# EXERCISE REQUIREMENTS
Please list each line of the listing below that contains the word "every", where case counts.

# SUPPLIED RECORDS

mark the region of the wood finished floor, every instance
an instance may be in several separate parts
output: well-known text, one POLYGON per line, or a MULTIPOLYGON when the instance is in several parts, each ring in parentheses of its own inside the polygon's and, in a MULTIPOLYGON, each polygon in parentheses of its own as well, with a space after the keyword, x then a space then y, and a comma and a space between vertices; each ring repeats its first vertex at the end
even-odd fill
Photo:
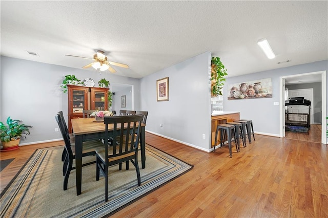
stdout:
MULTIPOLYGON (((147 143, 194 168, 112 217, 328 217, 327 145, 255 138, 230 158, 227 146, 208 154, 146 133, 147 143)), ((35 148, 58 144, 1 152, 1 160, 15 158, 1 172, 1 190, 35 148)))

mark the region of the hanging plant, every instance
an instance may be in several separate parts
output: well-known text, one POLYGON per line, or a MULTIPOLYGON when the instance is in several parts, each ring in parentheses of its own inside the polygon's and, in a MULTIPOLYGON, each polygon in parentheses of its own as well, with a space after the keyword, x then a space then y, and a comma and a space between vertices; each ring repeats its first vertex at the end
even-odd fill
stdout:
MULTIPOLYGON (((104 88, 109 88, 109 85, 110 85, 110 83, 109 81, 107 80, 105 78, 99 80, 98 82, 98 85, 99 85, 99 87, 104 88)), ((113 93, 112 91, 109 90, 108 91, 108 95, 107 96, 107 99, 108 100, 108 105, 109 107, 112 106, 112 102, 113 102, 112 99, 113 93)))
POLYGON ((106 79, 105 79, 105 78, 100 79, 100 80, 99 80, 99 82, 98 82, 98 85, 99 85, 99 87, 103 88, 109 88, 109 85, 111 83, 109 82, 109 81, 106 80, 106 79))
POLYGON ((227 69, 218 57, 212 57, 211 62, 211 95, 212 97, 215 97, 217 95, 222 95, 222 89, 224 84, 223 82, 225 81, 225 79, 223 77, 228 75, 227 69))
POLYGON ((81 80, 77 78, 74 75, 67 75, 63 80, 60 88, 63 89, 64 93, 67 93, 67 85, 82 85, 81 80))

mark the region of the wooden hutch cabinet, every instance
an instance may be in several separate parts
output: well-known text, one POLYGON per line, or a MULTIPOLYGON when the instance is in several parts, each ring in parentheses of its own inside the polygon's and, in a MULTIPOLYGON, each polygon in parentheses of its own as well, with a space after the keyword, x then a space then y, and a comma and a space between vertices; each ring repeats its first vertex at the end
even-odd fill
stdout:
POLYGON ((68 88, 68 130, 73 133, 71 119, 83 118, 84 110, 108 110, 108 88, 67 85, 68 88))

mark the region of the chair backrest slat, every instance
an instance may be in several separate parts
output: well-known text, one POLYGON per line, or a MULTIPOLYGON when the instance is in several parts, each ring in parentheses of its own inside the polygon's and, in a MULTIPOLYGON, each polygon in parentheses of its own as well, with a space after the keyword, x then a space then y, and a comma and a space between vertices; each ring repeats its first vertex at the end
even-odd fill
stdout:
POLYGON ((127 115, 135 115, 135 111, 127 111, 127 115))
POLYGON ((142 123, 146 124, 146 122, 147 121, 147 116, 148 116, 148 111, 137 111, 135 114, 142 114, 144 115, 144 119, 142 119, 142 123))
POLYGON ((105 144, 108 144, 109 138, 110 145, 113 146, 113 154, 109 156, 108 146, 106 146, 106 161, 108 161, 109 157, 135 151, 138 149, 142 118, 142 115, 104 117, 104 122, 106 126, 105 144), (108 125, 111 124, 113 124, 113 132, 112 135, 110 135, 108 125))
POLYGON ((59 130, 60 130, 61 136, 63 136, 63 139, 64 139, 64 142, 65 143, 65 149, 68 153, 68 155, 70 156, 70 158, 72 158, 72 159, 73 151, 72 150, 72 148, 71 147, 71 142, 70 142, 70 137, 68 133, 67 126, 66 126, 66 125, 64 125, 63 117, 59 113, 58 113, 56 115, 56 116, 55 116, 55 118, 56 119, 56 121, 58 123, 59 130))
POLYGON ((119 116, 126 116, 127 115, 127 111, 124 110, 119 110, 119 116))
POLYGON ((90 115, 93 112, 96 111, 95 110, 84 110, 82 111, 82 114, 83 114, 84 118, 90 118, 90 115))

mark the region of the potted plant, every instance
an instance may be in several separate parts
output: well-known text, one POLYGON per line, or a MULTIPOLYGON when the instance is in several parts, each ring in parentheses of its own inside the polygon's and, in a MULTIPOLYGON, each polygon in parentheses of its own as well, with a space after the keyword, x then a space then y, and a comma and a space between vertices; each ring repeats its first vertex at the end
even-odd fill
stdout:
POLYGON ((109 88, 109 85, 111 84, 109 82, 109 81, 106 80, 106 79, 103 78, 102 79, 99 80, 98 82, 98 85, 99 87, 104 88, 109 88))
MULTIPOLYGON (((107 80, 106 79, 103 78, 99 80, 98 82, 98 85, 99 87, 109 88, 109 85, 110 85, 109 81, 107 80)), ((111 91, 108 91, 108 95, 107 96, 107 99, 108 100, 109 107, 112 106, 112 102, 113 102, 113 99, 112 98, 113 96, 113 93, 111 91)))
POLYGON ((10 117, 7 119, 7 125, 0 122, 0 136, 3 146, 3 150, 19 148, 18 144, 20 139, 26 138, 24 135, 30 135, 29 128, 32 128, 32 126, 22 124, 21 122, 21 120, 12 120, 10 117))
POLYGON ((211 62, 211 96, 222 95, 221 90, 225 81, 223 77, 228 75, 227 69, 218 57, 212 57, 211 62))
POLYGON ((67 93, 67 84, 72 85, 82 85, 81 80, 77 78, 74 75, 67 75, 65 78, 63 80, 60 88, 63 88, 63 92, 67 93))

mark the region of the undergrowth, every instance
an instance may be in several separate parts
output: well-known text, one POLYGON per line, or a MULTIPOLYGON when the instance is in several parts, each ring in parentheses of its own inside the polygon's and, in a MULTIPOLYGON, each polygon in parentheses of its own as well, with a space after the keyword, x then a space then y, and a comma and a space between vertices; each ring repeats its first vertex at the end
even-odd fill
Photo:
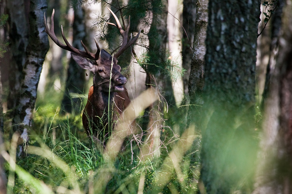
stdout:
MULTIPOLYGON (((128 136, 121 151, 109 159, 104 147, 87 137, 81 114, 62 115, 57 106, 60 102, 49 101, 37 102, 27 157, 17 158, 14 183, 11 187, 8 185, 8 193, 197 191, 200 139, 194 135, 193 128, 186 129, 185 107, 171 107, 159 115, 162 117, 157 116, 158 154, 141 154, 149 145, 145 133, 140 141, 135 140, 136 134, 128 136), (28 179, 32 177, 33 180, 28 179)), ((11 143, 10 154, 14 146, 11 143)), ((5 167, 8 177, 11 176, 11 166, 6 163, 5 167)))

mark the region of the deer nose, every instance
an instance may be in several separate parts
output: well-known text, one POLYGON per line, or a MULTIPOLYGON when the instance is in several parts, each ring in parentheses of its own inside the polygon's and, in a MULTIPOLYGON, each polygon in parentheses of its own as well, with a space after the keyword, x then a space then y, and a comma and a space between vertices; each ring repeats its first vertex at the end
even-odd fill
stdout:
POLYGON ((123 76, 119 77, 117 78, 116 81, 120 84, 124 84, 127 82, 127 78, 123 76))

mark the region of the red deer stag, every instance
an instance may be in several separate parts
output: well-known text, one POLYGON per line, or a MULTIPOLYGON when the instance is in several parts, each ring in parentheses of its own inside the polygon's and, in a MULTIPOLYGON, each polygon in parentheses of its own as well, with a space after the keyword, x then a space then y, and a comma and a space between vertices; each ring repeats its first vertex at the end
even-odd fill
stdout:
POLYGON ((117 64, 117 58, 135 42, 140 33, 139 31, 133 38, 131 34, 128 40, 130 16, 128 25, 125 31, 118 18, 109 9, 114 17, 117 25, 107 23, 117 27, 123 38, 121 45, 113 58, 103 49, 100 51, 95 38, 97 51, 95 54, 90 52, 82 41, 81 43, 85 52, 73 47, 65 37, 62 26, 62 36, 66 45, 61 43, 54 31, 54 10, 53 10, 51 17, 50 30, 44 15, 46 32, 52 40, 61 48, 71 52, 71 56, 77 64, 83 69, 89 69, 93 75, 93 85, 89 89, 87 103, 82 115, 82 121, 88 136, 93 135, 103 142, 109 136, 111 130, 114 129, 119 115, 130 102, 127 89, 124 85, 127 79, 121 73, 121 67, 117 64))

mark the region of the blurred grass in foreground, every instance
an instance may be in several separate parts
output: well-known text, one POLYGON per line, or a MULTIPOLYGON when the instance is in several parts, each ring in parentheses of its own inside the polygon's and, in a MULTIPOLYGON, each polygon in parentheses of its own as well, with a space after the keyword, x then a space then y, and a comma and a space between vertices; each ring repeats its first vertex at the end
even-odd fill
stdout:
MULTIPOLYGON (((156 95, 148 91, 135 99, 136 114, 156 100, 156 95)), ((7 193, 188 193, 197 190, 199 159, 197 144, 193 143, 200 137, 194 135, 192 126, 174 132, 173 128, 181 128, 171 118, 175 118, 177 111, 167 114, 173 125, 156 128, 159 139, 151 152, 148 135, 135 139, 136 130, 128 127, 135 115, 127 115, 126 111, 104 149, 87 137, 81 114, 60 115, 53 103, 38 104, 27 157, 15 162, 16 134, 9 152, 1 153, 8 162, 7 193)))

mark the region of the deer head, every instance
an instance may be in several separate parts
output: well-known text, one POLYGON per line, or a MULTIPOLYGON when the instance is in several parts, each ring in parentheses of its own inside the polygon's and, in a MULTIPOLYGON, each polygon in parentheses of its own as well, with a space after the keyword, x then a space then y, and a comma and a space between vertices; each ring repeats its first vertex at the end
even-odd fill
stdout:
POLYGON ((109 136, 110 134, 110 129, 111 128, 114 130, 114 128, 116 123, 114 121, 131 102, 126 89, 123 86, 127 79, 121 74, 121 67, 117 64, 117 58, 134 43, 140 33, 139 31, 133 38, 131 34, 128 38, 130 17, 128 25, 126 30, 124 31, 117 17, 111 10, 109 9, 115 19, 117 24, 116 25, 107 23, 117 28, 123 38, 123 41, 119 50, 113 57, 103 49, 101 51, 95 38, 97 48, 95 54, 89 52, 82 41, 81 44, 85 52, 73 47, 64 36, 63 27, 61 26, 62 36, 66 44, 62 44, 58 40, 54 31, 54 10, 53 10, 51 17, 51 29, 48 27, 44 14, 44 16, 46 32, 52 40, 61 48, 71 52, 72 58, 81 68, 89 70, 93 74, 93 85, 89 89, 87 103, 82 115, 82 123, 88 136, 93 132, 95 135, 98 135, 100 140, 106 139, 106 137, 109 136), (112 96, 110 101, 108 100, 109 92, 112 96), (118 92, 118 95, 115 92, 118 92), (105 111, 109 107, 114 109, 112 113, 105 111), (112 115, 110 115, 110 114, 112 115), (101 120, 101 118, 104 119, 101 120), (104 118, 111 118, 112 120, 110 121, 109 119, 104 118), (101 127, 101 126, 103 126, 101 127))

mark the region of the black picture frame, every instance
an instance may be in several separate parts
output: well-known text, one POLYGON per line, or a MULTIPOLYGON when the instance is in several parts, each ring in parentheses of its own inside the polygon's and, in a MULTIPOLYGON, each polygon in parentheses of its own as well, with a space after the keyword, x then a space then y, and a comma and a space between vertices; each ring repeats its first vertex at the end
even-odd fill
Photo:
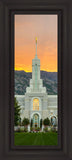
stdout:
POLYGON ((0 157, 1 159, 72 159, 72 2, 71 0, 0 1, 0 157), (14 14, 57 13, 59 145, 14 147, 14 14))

# THE RESPONSE
mark the region of the wood finished floor, every instance
mark the region of the hanging plant, every instance
mark the region of the wooden hutch cabinet, every instance
mark the region of the chair backrest slat, every instance
mark the region of the potted plant, every instance
mark the region of the undergrowth, every instance
mark the region of the deer nose, every instance
mark the region of the red deer stag, every instance
mark the region of the blurred grass in foreground, every instance
mark the region of the deer head, every instance
mark the region of the black picture frame, every instance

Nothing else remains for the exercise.